START DATA SECTION
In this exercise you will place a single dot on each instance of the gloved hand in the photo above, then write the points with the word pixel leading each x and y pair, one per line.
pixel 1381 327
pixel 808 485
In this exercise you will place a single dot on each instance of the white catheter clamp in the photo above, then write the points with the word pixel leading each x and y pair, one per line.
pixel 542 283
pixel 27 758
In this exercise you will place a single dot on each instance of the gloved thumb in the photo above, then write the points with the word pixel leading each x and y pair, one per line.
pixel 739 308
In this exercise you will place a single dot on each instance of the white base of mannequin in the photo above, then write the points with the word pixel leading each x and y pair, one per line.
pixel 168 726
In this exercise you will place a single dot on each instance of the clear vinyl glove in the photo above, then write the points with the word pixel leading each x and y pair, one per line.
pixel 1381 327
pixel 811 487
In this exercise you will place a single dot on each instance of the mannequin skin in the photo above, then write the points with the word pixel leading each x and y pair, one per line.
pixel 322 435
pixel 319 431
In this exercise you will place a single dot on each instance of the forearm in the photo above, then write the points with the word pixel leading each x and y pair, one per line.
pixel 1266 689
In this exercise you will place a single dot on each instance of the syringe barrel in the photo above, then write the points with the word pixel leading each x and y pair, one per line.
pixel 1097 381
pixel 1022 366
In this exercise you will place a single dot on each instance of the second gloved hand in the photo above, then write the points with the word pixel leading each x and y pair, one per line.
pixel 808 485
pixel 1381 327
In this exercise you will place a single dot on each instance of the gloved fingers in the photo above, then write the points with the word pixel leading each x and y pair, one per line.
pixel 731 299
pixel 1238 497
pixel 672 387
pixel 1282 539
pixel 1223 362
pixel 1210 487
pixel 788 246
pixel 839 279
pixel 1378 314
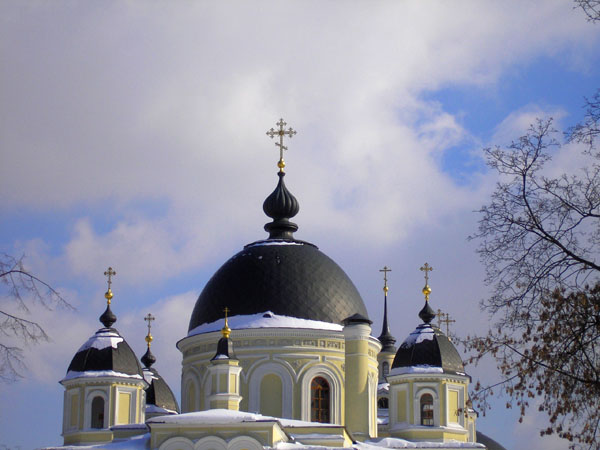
END DATA SECTION
_WRITTEN TASK_.
Please write out all the entries above again, replacing "dot" with "marker" everywhere it occurs and keeping everything else the same. Leave the pictures out.

_RESPONSE TO THE TASK_.
In this exercise you will place a single marker on each instance of the gloved hand in the photo above, then write the points with the word pixel leading each x and y pair, one per line.
pixel 1381 327
pixel 808 485
In this exercise you will place a single marker on each instance of the white catheter clamp in the photo above, then write the points with the word pixel leading each x and y pair, one per line.
pixel 542 283
pixel 27 758
In this exercise you will place a single marker on each instance of the gloved thumb in the photo above, then write the points with the word pixel leading each x and y pair, one per line.
pixel 739 308
In this exercise you will place a single marker on each instance of the white base of mannequin in the photo above, then write the points with the word pixel leading each x and y pair, one per line.
pixel 168 726
In this exercise you will place a single marker on each instance of the clear vinyl glove in the photo above, then write the points with the word pixel leading each x and y pair, one per line.
pixel 1381 327
pixel 811 487
In this exercise you will place a single marker on each instance of the mannequin skin in the photo above, then write the points with the word pixel leading each x and y pair, one per line.
pixel 322 435
pixel 319 431
In this exercise you will place a single marker on each instance of the forearm in the photo above, then write the points with the word pixel leading each x and y pair, one per line.
pixel 1266 689
In this exercise you will place a single marker on each instance of the syringe barrel in the photo above, then write the points with the word pixel leading each x and y pair, one per line.
pixel 1097 381
pixel 1022 366
In this exercise you will place a single marker on each instance of the second gloved hand in the photo above, then write the points with the word pixel leading each x and y pair, one per line.
pixel 808 485
pixel 1381 327
In this exercise you will place a single marker on each instance of the gloved fingers in the photo above, then write the points with the word pixel leading each x and y pair, one per line.
pixel 731 299
pixel 1238 497
pixel 672 387
pixel 1282 539
pixel 1223 362
pixel 1210 487
pixel 788 246
pixel 839 279
pixel 1378 314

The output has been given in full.